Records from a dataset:
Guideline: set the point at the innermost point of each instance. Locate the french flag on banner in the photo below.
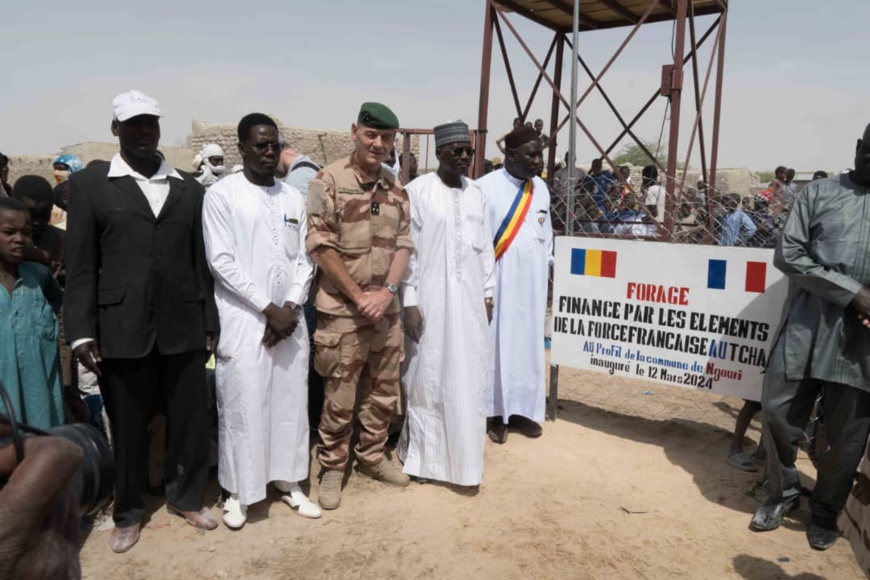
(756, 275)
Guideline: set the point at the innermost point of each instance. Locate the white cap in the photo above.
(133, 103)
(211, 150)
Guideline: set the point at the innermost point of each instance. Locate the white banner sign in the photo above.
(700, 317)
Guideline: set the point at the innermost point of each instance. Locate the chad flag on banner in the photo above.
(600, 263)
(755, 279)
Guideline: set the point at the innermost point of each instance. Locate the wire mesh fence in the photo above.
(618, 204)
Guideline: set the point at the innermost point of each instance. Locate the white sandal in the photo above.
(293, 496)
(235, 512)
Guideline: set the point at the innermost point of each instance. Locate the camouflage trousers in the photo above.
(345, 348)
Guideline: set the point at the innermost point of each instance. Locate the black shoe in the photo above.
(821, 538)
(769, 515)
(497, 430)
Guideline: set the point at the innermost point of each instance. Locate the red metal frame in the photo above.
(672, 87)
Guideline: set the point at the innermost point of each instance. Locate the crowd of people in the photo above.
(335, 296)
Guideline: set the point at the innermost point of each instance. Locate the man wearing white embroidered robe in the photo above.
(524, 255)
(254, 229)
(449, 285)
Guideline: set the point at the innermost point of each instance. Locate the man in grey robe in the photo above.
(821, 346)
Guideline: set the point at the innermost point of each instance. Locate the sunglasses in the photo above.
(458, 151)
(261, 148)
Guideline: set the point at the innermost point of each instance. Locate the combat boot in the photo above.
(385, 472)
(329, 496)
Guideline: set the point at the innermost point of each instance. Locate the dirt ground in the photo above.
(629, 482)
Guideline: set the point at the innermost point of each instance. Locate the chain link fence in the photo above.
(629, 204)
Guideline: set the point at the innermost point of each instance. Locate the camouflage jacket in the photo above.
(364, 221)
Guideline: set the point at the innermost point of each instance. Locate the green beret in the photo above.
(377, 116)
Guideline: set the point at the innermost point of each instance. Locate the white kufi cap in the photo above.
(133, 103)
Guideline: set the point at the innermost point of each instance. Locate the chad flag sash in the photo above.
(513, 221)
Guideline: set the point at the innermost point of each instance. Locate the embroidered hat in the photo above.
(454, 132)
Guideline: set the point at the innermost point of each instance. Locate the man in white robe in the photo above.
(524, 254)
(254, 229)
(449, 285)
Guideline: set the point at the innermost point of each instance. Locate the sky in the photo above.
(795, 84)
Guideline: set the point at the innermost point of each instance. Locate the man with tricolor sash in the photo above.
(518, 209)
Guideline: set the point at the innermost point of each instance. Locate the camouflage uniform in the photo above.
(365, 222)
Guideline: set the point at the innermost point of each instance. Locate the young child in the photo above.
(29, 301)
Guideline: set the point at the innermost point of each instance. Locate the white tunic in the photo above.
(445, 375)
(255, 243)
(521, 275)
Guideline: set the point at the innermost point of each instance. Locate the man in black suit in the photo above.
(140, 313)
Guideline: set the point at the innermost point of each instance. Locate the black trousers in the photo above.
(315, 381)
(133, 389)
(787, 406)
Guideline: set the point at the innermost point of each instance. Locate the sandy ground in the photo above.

WHAT YOU WILL DO: Because the pictures are not wanted, retype every record exactly without them.

WRITTEN SOLUTION:
Guideline: set the point at the innermost point of each instance. Locate the french flag on banner in the photo below.
(756, 275)
Guideline: set the point at the innermost point of each instance. Locate the white cap in the photo above.
(133, 103)
(211, 150)
Guideline: set the point at the innermost point of each instance. Locate the white banner sign in the photo above.
(700, 317)
Guideline: set the point at the innermost point of each instance. Locate the chad flag on banner in the photo above.
(600, 263)
(755, 279)
Guideline: set the point at the innermost point of each instance. Locate the wire mesh fence in the photo above.
(618, 204)
Guideline: set the point at the innermost point of each instance. Locate the white sandal in the photo above.
(293, 496)
(235, 512)
Guideline: set the point at the innermost point of each instance. Locate the camouflage trousers in the photo above.
(345, 348)
Guideline: set the point at the innermost point of each instance. Locate the black shoe in the photo above.
(821, 538)
(769, 515)
(497, 430)
Guideline: set the point at the innermost point of each instance. Locate the red metal frame in the photo above.
(672, 87)
Guideline: set the point at the innermost point of each instance. Locate the crowd of people in the photo above.
(335, 296)
Guideline: set the point at the innermost point of each instance. Locate the man wearing white embroidered robe in the photo above.
(524, 255)
(254, 229)
(449, 285)
Guideline: set the point at the innermost point of each instance. Locate the man in grey robe in the photo above.
(821, 346)
Guideline: set the point at the innermost point of each instance. Locate the sunglasses in the photo above.
(458, 151)
(261, 148)
Guideline: set the point at the innermost point of each instance. Locate the combat boot in the photo above.
(385, 472)
(329, 496)
Guideline: set the point at the innermost point of each instance. Locate the dirt ground in the photo above.
(629, 482)
Guideline: set the point at the innermost point of each instance. Locate the chain link fence in the photo above.
(629, 204)
Guideline: set the point at the innermost point of each instance. Locate the camouflage jacket in the photo above.
(364, 221)
Guideline: set the point at the innermost point of each instance. Locate the green beret in the photo above.
(377, 116)
Guideline: set the point at the innermost point of each instance. Locate the white kufi cap in the photo above.
(133, 103)
Guideline: set the point at the innermost point of each instance. Locate the chad flag sash in the photo above.
(513, 221)
Guideline: set the point at the innermost point of each instance. Locate the embroidered hat in the photo above.
(454, 132)
Guideline: set the point at the innermost point of each instance. Locate the man in white robe in the photo above.
(524, 254)
(254, 229)
(449, 285)
Guideline: set the point at the innermost point of each instance. Locate the sky in the photo above.
(795, 84)
Guideline: set the point at the innermost point of each instance. Locate the man with tricolor sash in the photo above.
(518, 209)
Guideline: set the point at the innermost point of each instance. Locate the camouflage uniform in the photo above.
(365, 222)
Guideline: set the point at the innermost point of each instance. Locate the young child in the photo above.
(29, 301)
Guideline: set the point at the innermost point of each instance. Locate the white tunic in the photo above.
(445, 375)
(255, 243)
(521, 275)
Guideline: set the point at the innermost point of each instance. Locate the man in black suit in the photo above.
(140, 313)
Guideline: set the point at the innermost point of each instance. Locate the black trousers in the photo above.
(315, 381)
(133, 389)
(787, 406)
Guideline: set the point at the innermost point of each instance. Locate the sandy ground in the photo above.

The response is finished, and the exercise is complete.